§ **WORK TO COMPLETE**
**1.** In the Bamfield travel piece below, list the bodies of water named in the sentence that describes where the community lives.
**2.** Echo the part of the Bamfield travel piece below starting with "Written and photographed" and going on through "travel to do it.".

Written and photographed by Chris Istace
Have you thought about what life was like on Vancouver Island when things were a little more rugged, a little more remote and life moved at a slower pace? I recently experienced just that, and I didn’t have to time travel to do it.
Bamfield is a remote oceanside community along the western shores of Vancouver Island where a tightknit community lives at the mouth of the Alberni Inlet, which opens to Barkley Sound and the powerful Pacific Ocean. It is on the traditional lands of the Huu-ay-aht First Nation. My soul comes to life in places like this, where the rugged and wild still exist for anyone seeking adventure.
The first thing you’ll notice on your way into town is the sign for the Pacific Rim National park and the trailhead for the West Coast Trail. Bamfield is where you either start or end this bucket list hike. Next on the way into town is the large Pacheena Bay campground with its protected sandy beaches; dreamlike and beautiful, it's wonderful place to stay in Bamfield.

§ **SOURCE MATERIAL**
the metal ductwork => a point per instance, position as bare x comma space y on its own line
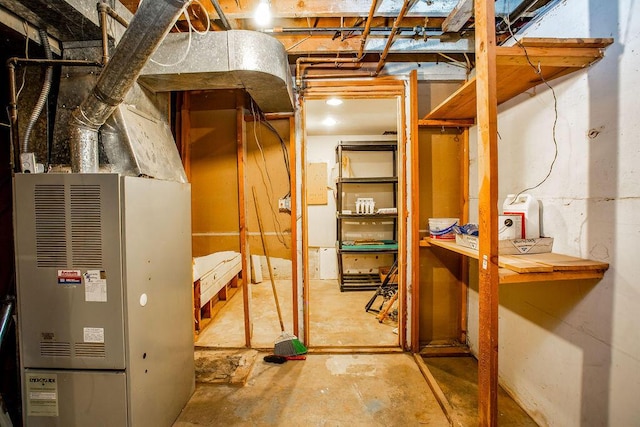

§ **ANSWERS FOR THE TASKS**
**1.**
Alberni Inlet
Barkley Sound
Pacific Ocean

**2.**
Written and photographed by Chris Istace
Have you thought about what life was like on Vancouver Island when things were a little more rugged, a little more remote and life moved at a slower pace? I recently experienced just that, and I didn’t have to time travel to do it.